◆ Requirement ◆
Could the listing below be returned exactly, with its pictures left out?

◆ Recorded data ◆
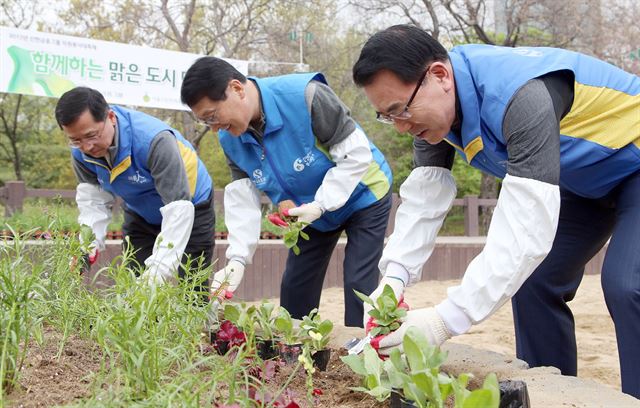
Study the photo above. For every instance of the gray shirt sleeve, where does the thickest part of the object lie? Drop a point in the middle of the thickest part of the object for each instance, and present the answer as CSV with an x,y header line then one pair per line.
x,y
167,168
438,155
532,132
331,120
83,174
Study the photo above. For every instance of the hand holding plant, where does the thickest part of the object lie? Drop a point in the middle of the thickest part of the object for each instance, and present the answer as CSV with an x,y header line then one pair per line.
x,y
292,230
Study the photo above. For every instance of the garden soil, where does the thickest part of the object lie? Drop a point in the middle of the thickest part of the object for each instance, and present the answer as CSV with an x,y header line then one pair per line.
x,y
488,347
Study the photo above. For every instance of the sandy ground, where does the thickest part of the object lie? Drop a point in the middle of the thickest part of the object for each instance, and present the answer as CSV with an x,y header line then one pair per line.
x,y
597,350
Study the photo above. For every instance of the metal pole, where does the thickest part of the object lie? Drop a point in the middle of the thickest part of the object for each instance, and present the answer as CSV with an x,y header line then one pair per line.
x,y
301,61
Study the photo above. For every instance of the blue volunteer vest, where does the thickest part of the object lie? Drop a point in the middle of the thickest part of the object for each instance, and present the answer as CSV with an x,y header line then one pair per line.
x,y
599,137
130,178
291,165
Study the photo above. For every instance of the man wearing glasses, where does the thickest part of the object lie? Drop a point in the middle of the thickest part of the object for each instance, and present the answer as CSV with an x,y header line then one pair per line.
x,y
292,138
167,192
563,132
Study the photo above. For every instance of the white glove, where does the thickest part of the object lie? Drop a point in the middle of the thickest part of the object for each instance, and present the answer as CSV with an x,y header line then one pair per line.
x,y
231,276
306,212
426,320
396,284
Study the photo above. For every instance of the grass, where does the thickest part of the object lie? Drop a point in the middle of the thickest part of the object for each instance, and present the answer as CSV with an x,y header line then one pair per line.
x,y
149,339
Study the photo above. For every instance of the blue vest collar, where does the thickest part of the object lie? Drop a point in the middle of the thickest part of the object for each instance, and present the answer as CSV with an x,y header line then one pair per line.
x,y
466,94
272,117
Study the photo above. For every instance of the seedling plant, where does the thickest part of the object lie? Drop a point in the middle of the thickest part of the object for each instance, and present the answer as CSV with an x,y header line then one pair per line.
x,y
417,377
387,314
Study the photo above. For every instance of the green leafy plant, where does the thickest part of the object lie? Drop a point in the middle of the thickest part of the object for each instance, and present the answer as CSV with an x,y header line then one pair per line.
x,y
20,286
265,318
417,376
285,327
318,331
386,314
293,233
368,365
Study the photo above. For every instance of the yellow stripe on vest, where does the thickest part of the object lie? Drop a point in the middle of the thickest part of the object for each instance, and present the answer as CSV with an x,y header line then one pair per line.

◆ Answer below ◆
Study the photo above. For every instance of the gray shirt sleeve, where does the thickest part of the object lie? Drop a point in the middle of the thickest part of the object for each instance, and present the answer as CSV with an x,y header line then one pair per line.
x,y
167,168
438,155
532,132
331,120
83,174
Study the photo above. For every instance of the hand holding plant, where does the thickest part of the object lie? Drop a point in the middle of the thickest part of the object for each instance, and present the answer as CSV with an x,y header line then one pair per line.
x,y
292,230
Study the photo above. For every instance of the garden soil, where does the thickest part of the object lie? Drop a point in the middle of the thickest part of the object for each instance, and present the answer as CSV with an x,y header line then one pair per line.
x,y
488,347
Study the photo above. For every instance of the sandy ground, where does the thickest part of the object lie? Drop a point in the middle of the thickest part of the object for each instance, and present the answer as CSV with an x,y header line then one pair per line.
x,y
597,350
Study the photo above. For every instance of the metal pole, where does the thickest part of the object lie? Drop a point in the middle of the thickest part of the object for each instance, and present the answer as CSV with an x,y header line then one pair per line.
x,y
301,61
Study the photo above. For every instance of the blue volunteer vest, where does the thickest part of the object lie? Drop a point in the middle of the thickest part of the object for each instance, and present the answer as CSV with an x,y header line then one pair per line.
x,y
599,137
130,178
291,165
Study the photo above. For every instance of the man wearing glasses, where does the thickest part of the object lie? Drop a point in the middle of the thickest part of the object for each instance, and present the answer as CSV with an x,y header line then one pair per line.
x,y
292,138
167,192
563,132
Study the photo above. For every instance of the white glove, where does the thickest part of the object lie? Drop a point in the middle of the thickest part of the object for each instance, and present the answer as CSV with an x,y header line then one pair per line.
x,y
231,276
306,212
426,320
396,284
Study the photo above. For every instance of the grass, where does the thickest part of the object lie? Drop a point in the middle of the thickest part of the object for each instance, and present the answer as CSV with an x,y header line then one pair per line.
x,y
149,339
Study the photo above. For every instance of the blue vest collar, where does the thickest part of the object lie? Drop a point in the middle of the thickest part of the object for each instance, and present the answer as CSV with an x,y header line then one pair per line.
x,y
466,94
272,117
Study the photo above. For every instance of the seedling plant, where does the thickest part of the object lie? Drop a point in the middle of the thickest part of the object for each instance, and present the answer as CSV with an x,y header line then one pair per line.
x,y
417,377
387,314
Study the photo above. For every instance of the green leafy plant, where does the thickest part of the object lie? Drop a point in the middle of the thickest part of the object for each instance, and present the answer as CSV with an x,y header line then one pair per line.
x,y
20,286
265,318
417,376
285,327
318,331
386,314
293,233
368,365
Study the photo above. For every instance of the yellow stripe on vest, where does the thickest part of the object lie? Drop a point in the middle of the thickest part of the object for each instance, and present the answer as CSV with an x,y header line then one pair per line.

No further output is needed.